[Begin Data extract]

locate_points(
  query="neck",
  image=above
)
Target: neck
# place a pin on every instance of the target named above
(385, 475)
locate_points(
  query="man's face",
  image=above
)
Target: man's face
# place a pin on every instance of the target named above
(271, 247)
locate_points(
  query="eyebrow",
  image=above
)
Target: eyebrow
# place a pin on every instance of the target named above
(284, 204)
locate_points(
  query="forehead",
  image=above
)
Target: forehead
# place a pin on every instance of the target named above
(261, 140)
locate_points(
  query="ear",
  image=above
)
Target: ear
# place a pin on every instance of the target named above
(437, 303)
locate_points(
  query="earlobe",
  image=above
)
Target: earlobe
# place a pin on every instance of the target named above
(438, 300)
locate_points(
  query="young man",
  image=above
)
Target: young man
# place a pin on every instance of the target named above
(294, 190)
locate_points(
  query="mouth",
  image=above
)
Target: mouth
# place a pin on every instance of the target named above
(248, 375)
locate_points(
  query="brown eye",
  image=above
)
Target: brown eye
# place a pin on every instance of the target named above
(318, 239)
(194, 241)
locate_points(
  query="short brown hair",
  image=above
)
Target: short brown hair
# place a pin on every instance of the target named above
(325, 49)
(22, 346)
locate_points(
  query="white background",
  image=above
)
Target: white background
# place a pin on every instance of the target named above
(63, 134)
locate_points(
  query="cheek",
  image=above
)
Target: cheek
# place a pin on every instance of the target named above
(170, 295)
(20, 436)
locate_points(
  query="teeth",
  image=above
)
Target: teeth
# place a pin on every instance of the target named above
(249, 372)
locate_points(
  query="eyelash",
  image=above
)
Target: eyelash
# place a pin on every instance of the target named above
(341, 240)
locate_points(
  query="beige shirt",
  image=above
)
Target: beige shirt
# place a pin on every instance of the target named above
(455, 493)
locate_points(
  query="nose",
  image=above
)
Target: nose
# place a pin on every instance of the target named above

[End Data extract]

What you will do>
Go through the listing and print each line exactly as it appears.

Worked solution>
locate_points(
  query="neck",
  image=above
)
Target: neck
# place a pin on every instance of the target named above
(385, 475)
locate_points(
  query="man's face",
  image=above
)
Target: man's face
# place a pin on every instance of the target named above
(271, 247)
locate_points(
  query="eyebrow",
  image=above
)
Target: eyebrow
# place a pin on every instance of the target named above
(284, 204)
locate_points(
  query="forehead",
  image=above
)
Target: forehead
# place a pin on every instance of the target named above
(261, 140)
locate_points(
  query="ear",
  image=above
)
Target: ear
# place a pin on every instance of the target named above
(437, 303)
locate_points(
  query="earlobe",
  image=above
)
Target: earlobe
# place a pin on every instance of the target named above
(438, 300)
locate_points(
  query="young man",
  image=above
)
Target: young man
# place a pin on every instance of the target named above
(294, 190)
locate_points(
  query="mouth",
  image=above
)
Target: mouth
# place a pin on every instance of the target named above
(248, 375)
locate_points(
  query="brown eye",
  image=above
)
Target: brown eye
# place a pin on every instance of the target named above
(318, 239)
(194, 241)
locate_points(
  query="short brown hair",
  image=above
)
Target: short brown hair
# place a pin on every instance of the target named above
(325, 49)
(22, 346)
locate_points(
  query="white background",
  image=above
)
Target: white background
# place a pin on every instance of the target named above
(63, 134)
locate_points(
  query="cheek",
  image=above
)
Target: cheek
# place a pin on every instance of the target named above
(170, 295)
(20, 436)
locate_points(
  query="teeth",
  image=above
)
Target: teeth
# place a pin on every instance of the target named above
(249, 372)
locate_points(
  query="eyelash",
  image=above
)
Target: eyelash
# place a pin on every instance of the target named above
(341, 240)
locate_points(
  query="beige shirt",
  image=above
)
Target: beige shirt
# place a pin on every instance of the target named above
(455, 493)
locate_points(
  query="nose",
  image=above
)
Target: nose
# place a pin on every instance of the target named above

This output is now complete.